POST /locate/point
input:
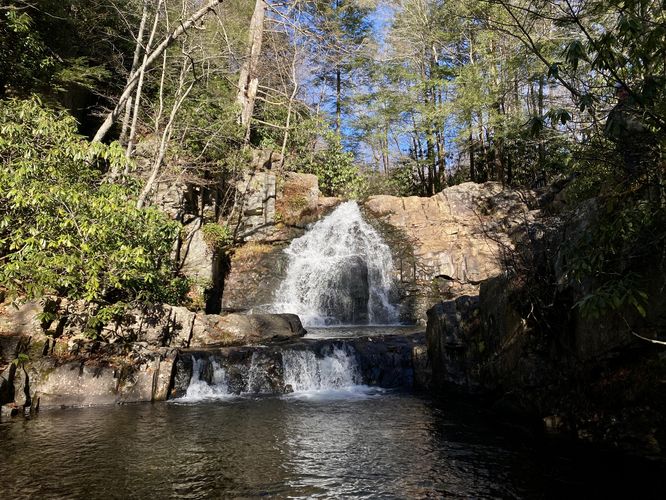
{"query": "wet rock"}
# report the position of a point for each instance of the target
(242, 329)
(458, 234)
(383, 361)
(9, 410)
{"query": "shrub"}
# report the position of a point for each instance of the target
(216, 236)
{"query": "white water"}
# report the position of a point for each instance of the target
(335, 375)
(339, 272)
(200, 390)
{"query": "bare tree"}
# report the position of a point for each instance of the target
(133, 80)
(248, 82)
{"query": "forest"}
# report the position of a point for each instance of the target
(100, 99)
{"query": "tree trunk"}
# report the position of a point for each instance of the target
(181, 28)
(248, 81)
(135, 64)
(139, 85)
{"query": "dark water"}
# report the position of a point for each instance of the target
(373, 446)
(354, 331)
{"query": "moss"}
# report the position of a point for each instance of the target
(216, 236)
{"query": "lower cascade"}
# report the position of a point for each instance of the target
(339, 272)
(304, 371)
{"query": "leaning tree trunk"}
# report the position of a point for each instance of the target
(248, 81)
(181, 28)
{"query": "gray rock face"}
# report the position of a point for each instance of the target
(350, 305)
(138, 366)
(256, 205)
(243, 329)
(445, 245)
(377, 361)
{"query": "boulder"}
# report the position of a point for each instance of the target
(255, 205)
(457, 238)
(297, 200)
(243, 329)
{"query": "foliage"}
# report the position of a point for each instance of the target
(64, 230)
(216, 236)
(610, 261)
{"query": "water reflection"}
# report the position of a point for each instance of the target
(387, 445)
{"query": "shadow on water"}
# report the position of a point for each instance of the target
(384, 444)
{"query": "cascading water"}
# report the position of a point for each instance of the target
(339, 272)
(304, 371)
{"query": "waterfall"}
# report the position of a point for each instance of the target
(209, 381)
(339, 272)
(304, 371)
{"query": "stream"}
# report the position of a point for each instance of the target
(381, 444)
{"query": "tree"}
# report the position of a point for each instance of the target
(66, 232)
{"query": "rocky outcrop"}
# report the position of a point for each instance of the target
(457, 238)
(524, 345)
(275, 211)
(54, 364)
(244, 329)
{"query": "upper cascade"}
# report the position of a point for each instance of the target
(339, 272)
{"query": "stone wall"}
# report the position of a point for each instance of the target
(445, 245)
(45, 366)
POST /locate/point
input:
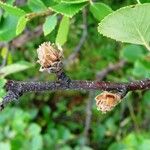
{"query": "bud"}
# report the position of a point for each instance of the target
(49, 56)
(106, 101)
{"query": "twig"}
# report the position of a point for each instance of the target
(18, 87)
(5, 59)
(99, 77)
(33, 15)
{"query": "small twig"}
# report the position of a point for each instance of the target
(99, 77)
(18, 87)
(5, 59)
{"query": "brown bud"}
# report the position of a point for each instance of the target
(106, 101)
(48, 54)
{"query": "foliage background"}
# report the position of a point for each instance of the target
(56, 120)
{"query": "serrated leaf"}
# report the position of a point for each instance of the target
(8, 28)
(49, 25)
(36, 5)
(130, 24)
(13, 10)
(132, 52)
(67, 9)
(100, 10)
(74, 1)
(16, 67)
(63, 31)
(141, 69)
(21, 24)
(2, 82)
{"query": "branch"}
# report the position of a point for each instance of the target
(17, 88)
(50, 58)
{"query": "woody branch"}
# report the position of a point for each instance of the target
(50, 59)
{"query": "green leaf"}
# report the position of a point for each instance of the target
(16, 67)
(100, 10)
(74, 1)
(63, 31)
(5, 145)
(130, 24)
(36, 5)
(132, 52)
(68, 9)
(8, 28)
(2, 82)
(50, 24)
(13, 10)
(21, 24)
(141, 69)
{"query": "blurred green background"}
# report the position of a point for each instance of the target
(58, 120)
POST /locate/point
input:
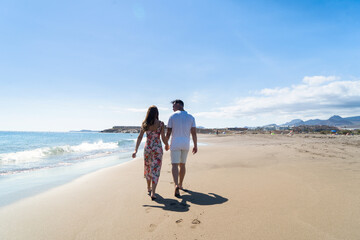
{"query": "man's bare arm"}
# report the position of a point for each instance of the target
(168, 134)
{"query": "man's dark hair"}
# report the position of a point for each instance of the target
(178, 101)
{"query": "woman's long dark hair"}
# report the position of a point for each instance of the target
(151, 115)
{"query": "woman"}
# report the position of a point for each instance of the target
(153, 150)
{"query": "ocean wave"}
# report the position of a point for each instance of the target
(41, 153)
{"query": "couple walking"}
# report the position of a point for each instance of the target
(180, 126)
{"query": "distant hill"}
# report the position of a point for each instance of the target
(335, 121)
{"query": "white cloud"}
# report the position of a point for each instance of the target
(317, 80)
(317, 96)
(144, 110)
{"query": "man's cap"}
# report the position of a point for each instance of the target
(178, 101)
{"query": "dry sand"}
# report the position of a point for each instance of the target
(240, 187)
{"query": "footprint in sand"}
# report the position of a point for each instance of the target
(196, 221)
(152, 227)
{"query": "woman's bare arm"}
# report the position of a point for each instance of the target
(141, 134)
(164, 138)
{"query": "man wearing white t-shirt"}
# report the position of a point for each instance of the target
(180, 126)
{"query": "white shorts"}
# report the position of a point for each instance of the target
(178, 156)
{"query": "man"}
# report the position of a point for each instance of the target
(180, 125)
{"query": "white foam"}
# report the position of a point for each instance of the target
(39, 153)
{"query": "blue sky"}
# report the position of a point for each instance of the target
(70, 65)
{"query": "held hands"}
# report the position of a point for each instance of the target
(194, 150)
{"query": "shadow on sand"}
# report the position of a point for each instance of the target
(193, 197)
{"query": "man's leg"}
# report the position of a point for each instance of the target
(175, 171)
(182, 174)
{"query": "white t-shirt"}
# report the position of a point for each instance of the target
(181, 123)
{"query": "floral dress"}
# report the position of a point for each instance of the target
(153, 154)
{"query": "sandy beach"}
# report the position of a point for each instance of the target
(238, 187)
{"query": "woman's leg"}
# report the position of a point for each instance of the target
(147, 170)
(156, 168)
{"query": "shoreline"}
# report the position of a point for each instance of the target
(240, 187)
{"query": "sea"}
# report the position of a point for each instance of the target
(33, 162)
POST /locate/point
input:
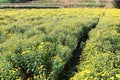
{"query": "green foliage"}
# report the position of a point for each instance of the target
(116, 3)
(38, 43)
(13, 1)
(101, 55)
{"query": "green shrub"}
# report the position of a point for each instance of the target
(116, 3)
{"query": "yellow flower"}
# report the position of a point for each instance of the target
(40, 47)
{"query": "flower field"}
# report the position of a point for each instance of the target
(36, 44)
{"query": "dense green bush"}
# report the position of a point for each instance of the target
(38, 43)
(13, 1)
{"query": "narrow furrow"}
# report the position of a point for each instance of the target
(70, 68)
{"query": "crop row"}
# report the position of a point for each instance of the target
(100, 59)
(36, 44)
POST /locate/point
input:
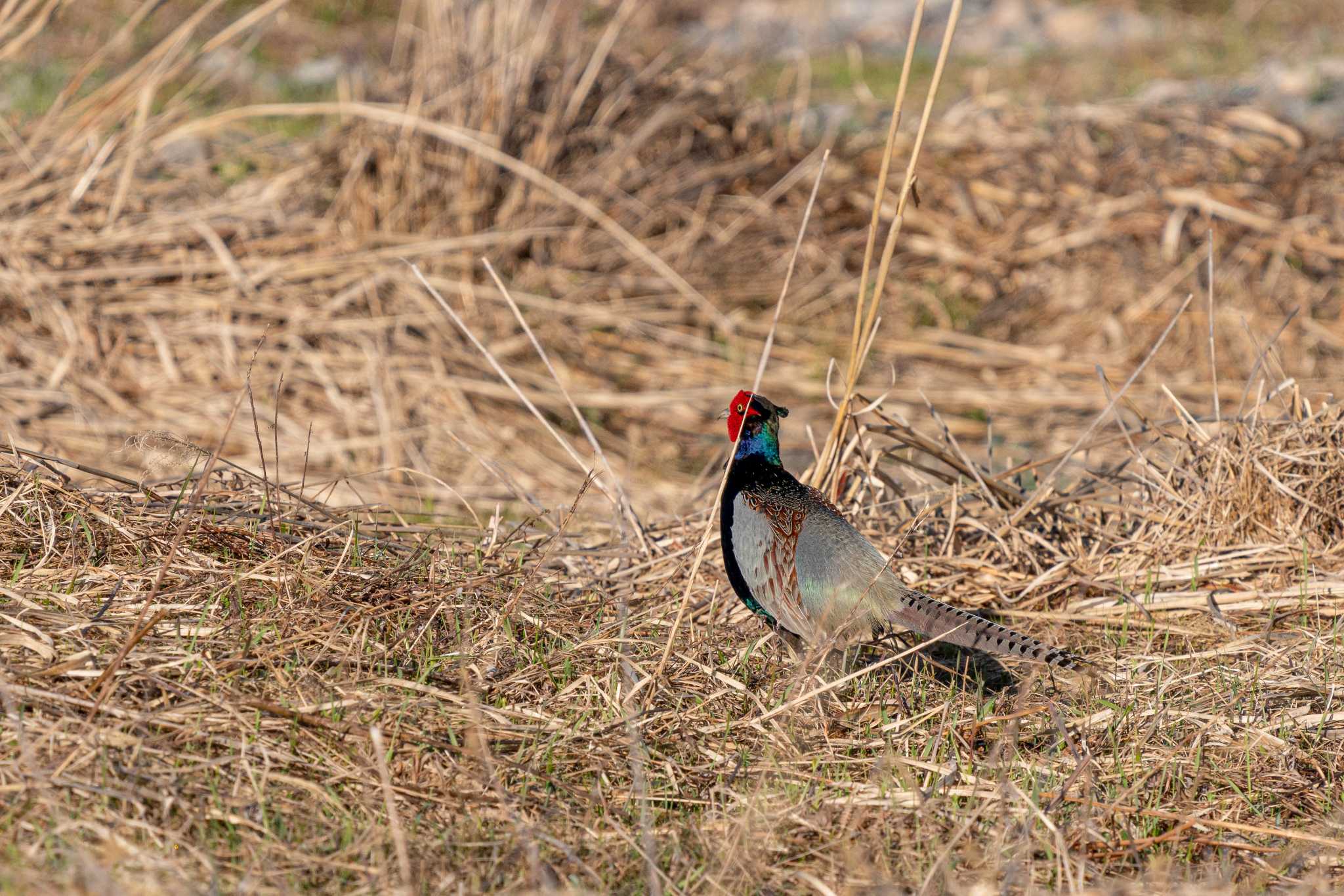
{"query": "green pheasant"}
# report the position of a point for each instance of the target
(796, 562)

What is asked >>
Omit the pictures and give the material again, exactly and in full.

Expected answer >>
POST /locate/point
input:
{"query": "wet rock"}
# report the position of a point for each instance of the target
(242, 329)
(458, 234)
(383, 361)
(9, 410)
{"query": "shrub"}
# report the position of a point for each instance of the target
(216, 236)
{"query": "white water"}
# report the position of a point for each instance of the target
(335, 375)
(339, 272)
(200, 390)
{"query": "bare tree"}
# report the position of a point for each instance of the target
(133, 80)
(248, 82)
{"query": "forest"}
# report the position of a point for each instance of the target
(100, 99)
{"query": "tree trunk"}
# report the position of a point for each instance of the target
(181, 28)
(248, 81)
(135, 64)
(139, 85)
{"query": "dark water"}
# report the position of a point for each instance of the target
(373, 446)
(354, 331)
{"query": "moss"}
# report the position of a point for each instance of the target
(216, 236)
{"query": "lower cascade"}
# report the position of a point for each instance of the target
(339, 272)
(304, 371)
{"query": "leaning tree trunk"}
# report the position of a point for each instance of the target
(248, 81)
(181, 28)
{"query": "gray rock face"}
# report the position of a point for each instance of the target
(350, 305)
(138, 366)
(256, 205)
(243, 329)
(445, 245)
(377, 361)
{"query": "boulder"}
# report the position of a point for each instance of the target
(255, 205)
(457, 238)
(297, 200)
(243, 329)
{"query": "foliage"}
# report the position of a point for each instance of the target
(64, 230)
(216, 236)
(610, 261)
{"query": "water reflection"}
# report the position of a point for each instance of the target
(387, 445)
{"query": "shadow on water"}
# report the position of a point for each instance of the target
(384, 444)
{"query": "cascading water"}
# report the position of a point for each instance of the target
(339, 272)
(304, 371)
{"query": "waterfall"}
# report the position of a point for each instance of the target
(209, 381)
(339, 272)
(304, 371)
{"query": "stream"}
# report the position of a point for each instance of the target
(381, 444)
{"query": "tree"}
# report the position of a point for each instance of the target
(66, 232)
{"query": "rocky outcrop"}
# report the position of a point for each instance of the target
(457, 238)
(524, 345)
(275, 211)
(54, 364)
(244, 329)
{"query": "upper cascade"}
# report the position of a point for each instance of the target
(339, 272)
{"query": "stone wall"}
# report the position of a point for each instance of the target
(445, 245)
(45, 366)
POST /locate/point
input:
{"query": "bud"}
# report the position of a point for each instance of the target
(49, 56)
(106, 101)
{"query": "twig"}
# report the position of a point for each instance of the target
(18, 87)
(5, 59)
(99, 77)
(33, 15)
{"query": "small twig"}
# report the position of a point for each instance of the target
(99, 77)
(18, 87)
(5, 59)
{"query": "brown bud"}
# report the position of a point for each instance of the target
(106, 101)
(48, 54)
{"query": "foliage background"}
# report the position of a point for each instance of the target
(56, 120)
{"query": "serrated leaf"}
# report the position of a point for each instance of the target
(8, 28)
(49, 25)
(36, 5)
(130, 24)
(13, 10)
(132, 52)
(67, 9)
(100, 10)
(74, 1)
(16, 67)
(63, 31)
(141, 69)
(21, 24)
(2, 82)
{"query": "branch"}
# report the position of a point for each instance of the target
(17, 88)
(50, 58)
{"query": "woody branch"}
# report the position of a point for each instance of the target
(50, 59)
{"query": "green leaf"}
# report the position of a point for each instance of the target
(16, 67)
(100, 10)
(74, 1)
(63, 31)
(5, 145)
(130, 24)
(36, 5)
(132, 52)
(68, 9)
(8, 28)
(2, 82)
(50, 24)
(13, 10)
(21, 24)
(141, 69)
{"query": "blurred green background"}
# report the position of a point for each instance of the target
(58, 120)
POST /locate/point
input:
{"query": "man's bare arm"}
# report the position of a point for each instance of the target
(168, 134)
{"query": "man's dark hair"}
# report the position of a point for each instance of the target
(178, 101)
{"query": "woman's long dark hair"}
# report the position of a point for each instance of the target
(151, 115)
{"query": "woman"}
# report the position of a point for each instance of the target
(153, 150)
{"query": "ocean wave"}
# report the position of a point for each instance of the target
(41, 153)
{"query": "couple walking"}
# report the position of a point for each instance of the target
(180, 126)
{"query": "distant hill"}
# report the position of a point for each instance of the target
(335, 121)
{"query": "white cloud"}
# report the position of a point for each instance of the target
(317, 80)
(317, 96)
(144, 110)
{"query": "man's cap"}
# report the position of a point for each instance of the target
(178, 101)
{"query": "dry sand"}
# report the position of a point for each instance of the target
(240, 187)
{"query": "footprint in sand"}
# report the position of a point for each instance of the target
(196, 221)
(152, 227)
{"query": "woman's bare arm"}
# report the position of a point for each instance of the target
(141, 134)
(164, 138)
{"query": "man wearing white t-shirt"}
# report the position of a point for each instance of the target
(180, 126)
{"query": "white shorts"}
# report the position of a point for each instance of the target
(178, 156)
{"query": "man"}
# report the position of a point for each instance of the target
(180, 125)
{"query": "white foam"}
# report the position of a point for each instance of the target
(39, 153)
{"query": "blue sky"}
# report the position of a point for each instance of the target
(70, 65)
{"query": "held hands"}
# report the position of a point for each instance of the target
(194, 150)
{"query": "shadow on sand"}
# report the position of a point for each instance of the target
(193, 197)
{"query": "man's leg"}
# report the position of a point for each instance of the target
(175, 171)
(182, 174)
{"query": "white t-shirt"}
# report the position of a point for each instance of the target
(181, 123)
{"query": "floral dress"}
# report the position of a point for each instance of the target
(153, 154)
{"query": "sandy beach"}
# report the position of a point for each instance of the target
(238, 187)
{"query": "woman's leg"}
# report the position of a point for each instance of the target
(147, 170)
(156, 168)
{"query": "shoreline"}
# report the position of a point for each instance of the target
(240, 187)
{"query": "sea"}
# report the position of a point for each instance of the target
(33, 162)
POST /locate/point
input:
{"query": "green foliage"}
# report the position of a point for each instance of the target
(116, 3)
(38, 43)
(13, 1)
(101, 55)
{"query": "green shrub"}
# report the position of a point for each instance of the target
(116, 3)
{"query": "yellow flower"}
# report the position of a point for each instance of the target
(40, 47)
{"query": "flower field"}
# report the position of a point for each instance of the target
(36, 44)
{"query": "dense green bush"}
# report the position of a point for each instance of the target
(38, 43)
(13, 1)
{"query": "narrow furrow"}
# report the position of a point for each instance of the target
(70, 68)
{"query": "crop row"}
# report the position of a point for each instance of the target
(100, 59)
(36, 44)
POST /locate/point
input:
{"query": "green pheasant"}
# report the position of a point for each instance of the target
(796, 562)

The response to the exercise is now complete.